AIM OF THE EXERCISE: Rewrite the lines as a numbered list with blank lines omitted, starting at the line that contains "# Trace the outline of every instance of the bird's" and continuing through the last line of the records.

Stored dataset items

___

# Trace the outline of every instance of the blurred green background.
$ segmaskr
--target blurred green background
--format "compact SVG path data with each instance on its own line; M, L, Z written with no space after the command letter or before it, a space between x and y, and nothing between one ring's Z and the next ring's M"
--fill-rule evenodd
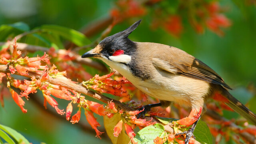
M221 6L228 8L225 13L232 22L222 37L208 30L203 34L197 34L185 20L184 32L180 38L161 28L153 30L150 26L150 15L126 20L115 26L110 34L122 30L142 18L142 22L130 35L130 39L162 43L186 51L216 71L235 89L232 93L243 103L251 100L250 103L255 104L255 97L246 87L250 84L256 84L256 8L240 5L237 2L220 1ZM80 30L92 22L109 16L114 6L114 0L0 0L0 24L22 22L31 29L54 24ZM93 41L100 34L89 38ZM66 108L67 104L63 103L60 108ZM256 113L254 105L250 108ZM18 131L33 144L110 142L106 136L100 140L95 137L95 132L84 130L80 125L72 125L65 118L48 114L32 100L26 101L25 108L28 110L26 114L22 113L11 97L6 98L4 107L0 108L0 124ZM103 127L102 119L99 117L98 120ZM84 115L81 119L79 123L92 130Z

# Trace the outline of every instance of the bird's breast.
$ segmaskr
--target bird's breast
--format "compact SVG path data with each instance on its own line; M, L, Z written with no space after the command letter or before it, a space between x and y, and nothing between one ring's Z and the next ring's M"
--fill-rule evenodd
M120 72L136 87L147 95L161 100L173 101L190 106L192 103L203 104L204 97L209 92L207 82L154 70L150 78L141 80L135 76L126 65L102 59Z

___

EXPECTED ANSWER:
1. # Trace the outline of every instance of the bird's breast.
2. $ segmaskr
3. --target bird's breast
4. --format "compact SVG path data with each instance on its own line; M, L, Z written with no space after the command letter or before it, a space between x and y, and nothing between one ring's Z and the next ring's M"
5. --fill-rule evenodd
6. M120 72L136 87L147 95L161 100L173 101L190 106L192 103L203 104L204 97L209 92L207 82L154 70L150 78L141 80L135 76L126 65L102 59Z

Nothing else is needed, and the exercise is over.